▶ Texto de apoio
Gabriela e Pu, como ela, amorosamente, chamava Fernando, seu eterno amor. Estava tudo ali, acontecendo e esperando para acontecer mas, num “dia comum”, uma descarga elétrica e seu amor partiu. Assim é a morte, entra num dia comum, que merecia continuidade e interrompe as esperas. “Um copo amargo que precisamos engolir” mas, para sempre, um lugar de “inspiração”, para as continuidades. O amor? O amor fica. Assim é, assim será, assim merece ser.
“Meu luto chegou no dia 22 de setembro de 2020. Neste dia, sofri um grande golpe da vida, uma rasteira da qual até hoje tento me recuperar.”
Acredito que o luto é a experiência mais intensa que podemos vivenciar. Ele nos desperta inúmeras emoções, em uma intensidade difícil de expressar em palavras.
Meu luto chegou no dia 22 de setembro de 2020. Neste dia, por volta das sete horas da manhã, meu marido e melhor amigo, Fernando, para mim, simplesmente Pu, desencarnou de maneira repentina e trágica, aos 36 anos recém completados. Neste dia, sofri um grande golpe da vida, uma rasteira da qual até hoje tento me recuperar.
“Posso dizer que não há algo mais desesperador do que presenciar a morte de quem amamos sem conseguir prestar ajuda, sem conseguir intervir.”

▶ Dados registrados
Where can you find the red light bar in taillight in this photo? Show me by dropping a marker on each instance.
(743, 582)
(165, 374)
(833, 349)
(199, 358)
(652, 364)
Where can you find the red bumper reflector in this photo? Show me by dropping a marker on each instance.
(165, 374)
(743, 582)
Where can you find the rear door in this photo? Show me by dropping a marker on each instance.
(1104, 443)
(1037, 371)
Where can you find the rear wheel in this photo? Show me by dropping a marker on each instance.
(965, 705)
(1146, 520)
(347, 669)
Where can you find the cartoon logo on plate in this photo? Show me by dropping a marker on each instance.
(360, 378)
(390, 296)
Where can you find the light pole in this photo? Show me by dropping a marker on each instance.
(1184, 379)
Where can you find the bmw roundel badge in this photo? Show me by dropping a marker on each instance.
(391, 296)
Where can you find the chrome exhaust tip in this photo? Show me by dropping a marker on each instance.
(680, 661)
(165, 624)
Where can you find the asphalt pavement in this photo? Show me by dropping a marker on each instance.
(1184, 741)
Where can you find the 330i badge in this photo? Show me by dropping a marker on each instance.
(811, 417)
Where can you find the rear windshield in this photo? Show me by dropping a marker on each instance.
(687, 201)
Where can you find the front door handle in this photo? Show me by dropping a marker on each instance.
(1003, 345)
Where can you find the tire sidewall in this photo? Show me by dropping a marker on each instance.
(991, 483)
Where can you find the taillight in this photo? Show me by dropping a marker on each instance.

▶ Instruções
1. No texto sobre o luto, com que idade Fernando morreu?
2. Passe para o inglês esta frase do texto sobre o luto: "Acredito que o luto é a experiência mais intensa que podemos vivenciar."

▶ Respostas
1. Aos 36 anos recém completados.

2. I believe that grief is the most intense experience we can go through.